— 出題内容 —
圧力フィルタ装置に関する原文抜粋のうち、「発明は、圧力フィルタ装置(1」から「体)タンク(8)に接続する。」までの部分を一字一句違えずに書き写してください。

**** 原文抜粋 ****

説明

圧力フィルタ装置

発明は、圧力フィルタ装置(1)、特に液体フィルタ装置に関し、フィルタハウジングポット(3)、および上記ポットに気密状に連結され得るフィルタハウジングカバー(4)を有するフィルタハウジング(2)と、フィルタハウジング(2)内に配置される少なくとも1つのフィルタエレメント(5)とを備える。発明に従えば、フィルタハウジングポット(3)に固定されたベントライン(6)は、フィルタハウジングカバー(4)の直下に位置する汚染側のガス収集領域(7)を(油圧液体)タンク(8)に接続し、またはフィルタエレメント(5)に固定され、そのアッパーエンドディスク(11)を通して案内されるベントライン(6)は、フィルタハウジングカバー(4)の直下に位置する未処理側のガス収集領域(7)をフィルタエレメント(5)の清浄側(13)を介して(油圧液体)タンク(8)に接続する。

【発明の詳細な説明】
【技術分野】
【0001】
本発明は、圧力フィルタ装置に関し、特に、請求項1のプリアンブルに従った油圧フィルタ装置に関するものである。
【背景技術】
【0002】
公知の圧力フィルタ装置では、しばしば、上記圧力フィルタ装置のフィルタハウジング内で空気も分離されてフィルタハウジングカバーの直下に蓄積する。もし、この空気が放出されなければ、その体積は定常的に増加し、濾過されるべき液体のための有効なフィルタ領域を減少させる。このように、もし、蓄積した空気が放出されなければ、例えば鉛直に配置されたフィルタエレメント中では、頂部から始まって絶えず広がり、したがって利用されない領域を、流れが通過できなくなる。さらに、特にバイパスの場合には、不十分な量のオイルしか供給しない空気流れが生じ得、したがってベアリングに損傷を引き起こし得る。特に、オープンシステムでは、例えばフィルタエレメントにおいて多量の空気が導入されて分離され、そこにおいて、フィルタハウジングカバーに設けられ、それを通してそのようなフィルタ装置が排気されるベントラインが知られている。しかし、公知のベントラインの欠点は、フィルタエレメントの交換の際に、そのフィルタハウジングカバーへの配置のために、上記ベントラインが最初に時間をかけて分解され、後に再度組みつけられなければならないことである。
【発明の概要】
【発明が解決しようとする課題】
【0003】
本発明は、したがって、特に取り扱いを簡素化する、一般的な種類のフィルタ装置の改良、または少なくとも変形例を提供する課題に関する。

**** 項目一覧 ****

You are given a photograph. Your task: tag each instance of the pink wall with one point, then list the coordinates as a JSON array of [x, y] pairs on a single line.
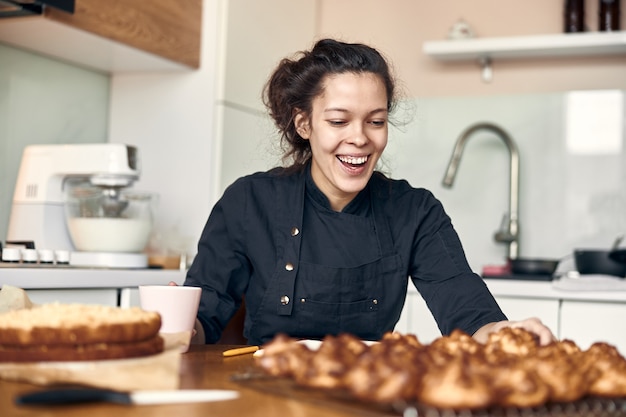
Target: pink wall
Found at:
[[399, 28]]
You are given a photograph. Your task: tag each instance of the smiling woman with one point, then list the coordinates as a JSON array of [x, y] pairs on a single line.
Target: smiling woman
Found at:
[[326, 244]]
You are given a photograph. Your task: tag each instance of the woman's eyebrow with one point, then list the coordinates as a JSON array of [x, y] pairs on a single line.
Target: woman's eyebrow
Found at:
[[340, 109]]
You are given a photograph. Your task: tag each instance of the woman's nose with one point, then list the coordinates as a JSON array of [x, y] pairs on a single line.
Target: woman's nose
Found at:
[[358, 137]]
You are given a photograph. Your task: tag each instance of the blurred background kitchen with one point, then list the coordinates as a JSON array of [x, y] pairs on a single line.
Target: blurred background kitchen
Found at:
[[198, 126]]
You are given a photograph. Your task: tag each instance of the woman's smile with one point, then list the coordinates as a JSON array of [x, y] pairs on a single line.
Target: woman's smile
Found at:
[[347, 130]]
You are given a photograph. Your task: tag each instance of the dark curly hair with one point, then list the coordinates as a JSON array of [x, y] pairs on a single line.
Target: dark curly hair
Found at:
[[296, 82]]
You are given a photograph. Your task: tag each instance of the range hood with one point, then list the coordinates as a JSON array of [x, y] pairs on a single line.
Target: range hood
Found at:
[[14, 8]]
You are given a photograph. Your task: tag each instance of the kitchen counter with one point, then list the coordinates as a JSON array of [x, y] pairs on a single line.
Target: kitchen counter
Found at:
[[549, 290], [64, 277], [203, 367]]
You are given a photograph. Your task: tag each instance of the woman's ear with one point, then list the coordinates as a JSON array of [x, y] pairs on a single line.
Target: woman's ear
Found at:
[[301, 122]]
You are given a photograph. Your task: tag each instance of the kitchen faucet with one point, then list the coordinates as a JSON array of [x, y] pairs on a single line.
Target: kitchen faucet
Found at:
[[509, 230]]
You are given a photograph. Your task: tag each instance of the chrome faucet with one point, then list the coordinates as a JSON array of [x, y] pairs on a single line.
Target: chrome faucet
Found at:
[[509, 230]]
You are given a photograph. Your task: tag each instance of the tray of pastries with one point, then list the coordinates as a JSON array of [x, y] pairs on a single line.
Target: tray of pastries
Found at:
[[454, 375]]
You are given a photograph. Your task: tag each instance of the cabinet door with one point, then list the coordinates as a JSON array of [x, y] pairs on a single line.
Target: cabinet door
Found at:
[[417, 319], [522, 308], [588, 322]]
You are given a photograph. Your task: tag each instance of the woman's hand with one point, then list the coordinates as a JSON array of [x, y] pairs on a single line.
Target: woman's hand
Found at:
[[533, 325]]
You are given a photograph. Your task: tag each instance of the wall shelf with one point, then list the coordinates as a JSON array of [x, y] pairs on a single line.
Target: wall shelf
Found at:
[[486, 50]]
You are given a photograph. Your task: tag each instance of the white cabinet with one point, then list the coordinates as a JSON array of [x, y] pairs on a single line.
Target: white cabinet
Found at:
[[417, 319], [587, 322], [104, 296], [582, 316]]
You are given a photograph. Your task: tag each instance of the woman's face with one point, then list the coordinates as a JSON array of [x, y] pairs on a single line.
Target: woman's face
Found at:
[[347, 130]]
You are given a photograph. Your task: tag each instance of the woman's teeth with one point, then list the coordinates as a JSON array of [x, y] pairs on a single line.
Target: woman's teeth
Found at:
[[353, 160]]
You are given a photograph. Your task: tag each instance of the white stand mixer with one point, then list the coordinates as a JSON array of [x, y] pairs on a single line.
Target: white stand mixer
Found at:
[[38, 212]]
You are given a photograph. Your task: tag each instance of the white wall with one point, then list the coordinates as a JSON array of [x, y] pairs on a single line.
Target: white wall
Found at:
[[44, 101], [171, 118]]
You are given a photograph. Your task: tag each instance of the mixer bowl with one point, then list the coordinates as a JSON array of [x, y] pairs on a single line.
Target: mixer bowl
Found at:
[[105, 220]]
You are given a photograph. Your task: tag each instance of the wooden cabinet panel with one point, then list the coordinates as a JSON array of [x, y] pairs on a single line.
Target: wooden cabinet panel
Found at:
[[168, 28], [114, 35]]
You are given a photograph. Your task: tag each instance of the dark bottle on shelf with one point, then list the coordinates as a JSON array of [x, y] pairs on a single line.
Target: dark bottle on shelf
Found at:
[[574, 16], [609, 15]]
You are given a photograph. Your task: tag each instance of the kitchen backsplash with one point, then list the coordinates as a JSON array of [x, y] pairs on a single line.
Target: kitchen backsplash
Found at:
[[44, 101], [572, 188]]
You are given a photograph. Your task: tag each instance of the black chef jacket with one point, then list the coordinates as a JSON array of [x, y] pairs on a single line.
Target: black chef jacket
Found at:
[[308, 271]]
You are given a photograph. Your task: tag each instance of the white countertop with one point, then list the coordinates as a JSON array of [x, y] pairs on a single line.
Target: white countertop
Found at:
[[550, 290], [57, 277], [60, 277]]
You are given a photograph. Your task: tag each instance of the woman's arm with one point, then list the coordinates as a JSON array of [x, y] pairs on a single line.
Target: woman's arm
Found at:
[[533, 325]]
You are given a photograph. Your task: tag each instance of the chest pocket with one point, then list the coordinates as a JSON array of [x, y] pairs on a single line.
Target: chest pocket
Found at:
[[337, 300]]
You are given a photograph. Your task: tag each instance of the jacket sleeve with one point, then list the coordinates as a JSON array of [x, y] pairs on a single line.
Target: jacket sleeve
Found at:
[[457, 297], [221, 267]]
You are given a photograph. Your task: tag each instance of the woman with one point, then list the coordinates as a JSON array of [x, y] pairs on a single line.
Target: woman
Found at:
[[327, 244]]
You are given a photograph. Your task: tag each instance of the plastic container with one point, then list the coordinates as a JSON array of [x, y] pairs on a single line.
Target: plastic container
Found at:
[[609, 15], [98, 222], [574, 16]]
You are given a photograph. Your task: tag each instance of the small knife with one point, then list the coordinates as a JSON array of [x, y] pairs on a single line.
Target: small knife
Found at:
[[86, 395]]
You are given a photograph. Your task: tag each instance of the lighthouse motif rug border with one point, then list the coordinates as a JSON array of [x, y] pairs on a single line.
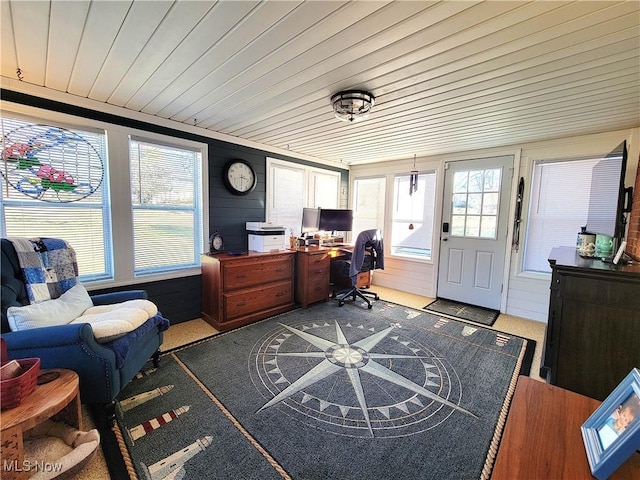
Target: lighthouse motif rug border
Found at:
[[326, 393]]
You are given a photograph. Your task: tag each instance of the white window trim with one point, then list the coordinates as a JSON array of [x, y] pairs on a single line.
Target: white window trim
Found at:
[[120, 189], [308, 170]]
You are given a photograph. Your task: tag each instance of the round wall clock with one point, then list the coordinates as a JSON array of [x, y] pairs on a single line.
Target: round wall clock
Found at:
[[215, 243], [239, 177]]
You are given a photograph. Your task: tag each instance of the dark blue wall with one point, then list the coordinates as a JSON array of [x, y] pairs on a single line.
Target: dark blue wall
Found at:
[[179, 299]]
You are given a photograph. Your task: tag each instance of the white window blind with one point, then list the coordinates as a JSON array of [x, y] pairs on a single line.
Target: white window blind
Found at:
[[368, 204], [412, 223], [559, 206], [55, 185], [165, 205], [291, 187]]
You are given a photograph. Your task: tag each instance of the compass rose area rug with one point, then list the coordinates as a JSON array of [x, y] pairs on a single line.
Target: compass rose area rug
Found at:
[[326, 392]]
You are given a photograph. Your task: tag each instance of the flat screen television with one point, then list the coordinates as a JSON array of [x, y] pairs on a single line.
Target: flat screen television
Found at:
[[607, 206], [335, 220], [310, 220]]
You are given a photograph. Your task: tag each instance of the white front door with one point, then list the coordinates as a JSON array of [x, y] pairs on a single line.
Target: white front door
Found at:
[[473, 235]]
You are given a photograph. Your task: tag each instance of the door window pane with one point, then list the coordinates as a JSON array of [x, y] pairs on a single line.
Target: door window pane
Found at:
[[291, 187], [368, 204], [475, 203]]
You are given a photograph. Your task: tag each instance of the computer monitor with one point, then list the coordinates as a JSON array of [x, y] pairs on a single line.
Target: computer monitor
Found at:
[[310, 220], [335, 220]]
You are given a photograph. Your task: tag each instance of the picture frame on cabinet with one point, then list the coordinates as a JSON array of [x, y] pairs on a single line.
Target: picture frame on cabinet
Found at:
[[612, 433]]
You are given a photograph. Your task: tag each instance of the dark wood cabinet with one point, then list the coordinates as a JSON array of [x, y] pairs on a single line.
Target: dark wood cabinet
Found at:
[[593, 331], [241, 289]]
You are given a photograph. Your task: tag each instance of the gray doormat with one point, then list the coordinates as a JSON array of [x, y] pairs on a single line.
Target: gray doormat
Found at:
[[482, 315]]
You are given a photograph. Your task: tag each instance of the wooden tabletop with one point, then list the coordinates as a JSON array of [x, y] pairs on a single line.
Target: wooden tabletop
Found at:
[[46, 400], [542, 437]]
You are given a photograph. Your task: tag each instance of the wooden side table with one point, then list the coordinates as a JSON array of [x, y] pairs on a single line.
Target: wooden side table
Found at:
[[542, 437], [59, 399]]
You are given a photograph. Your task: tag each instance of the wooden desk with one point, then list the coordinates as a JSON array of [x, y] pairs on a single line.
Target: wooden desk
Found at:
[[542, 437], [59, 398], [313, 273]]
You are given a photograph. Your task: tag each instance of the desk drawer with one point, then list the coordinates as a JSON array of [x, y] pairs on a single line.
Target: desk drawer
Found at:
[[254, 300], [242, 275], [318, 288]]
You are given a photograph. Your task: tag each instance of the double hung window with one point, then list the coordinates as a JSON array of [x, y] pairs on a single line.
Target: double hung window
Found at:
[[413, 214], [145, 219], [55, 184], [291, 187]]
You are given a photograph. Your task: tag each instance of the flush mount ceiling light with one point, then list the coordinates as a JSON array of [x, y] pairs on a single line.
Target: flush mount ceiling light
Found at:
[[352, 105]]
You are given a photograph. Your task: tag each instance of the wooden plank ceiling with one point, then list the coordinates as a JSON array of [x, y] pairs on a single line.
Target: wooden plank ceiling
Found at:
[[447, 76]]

****

— 本課題の解答 —
発明は、圧力フィルタ装置(1)、特に液体フィルタ装置に関し、フィルタハウジングポット(3)、および上記ポットに気密状に連結され得るフィルタハウジングカバー(4)を有するフィルタハウジング(2)と、フィルタハウジング(2)内に配置される少なくとも1つのフィルタエレメント(5)とを備える。発明に従えば、フィルタハウジングポット(3)に固定されたベントライン(6)は、フィルタハウジングカバー(4)の直下に位置する汚染側のガス収集領域(7)を(油圧液体)タンク(8)に接続し、またはフィルタエレメント(5)に固定され、そのアッパーエンドディスク(11)を通して案内されるベントライン(6)は、フィルタハウジングカバー(4)の直下に位置する未処理側のガス収集領域(7)をフィルタエレメント(5)の清浄側(13)を介して(油圧液体)タンク(8)に接続する。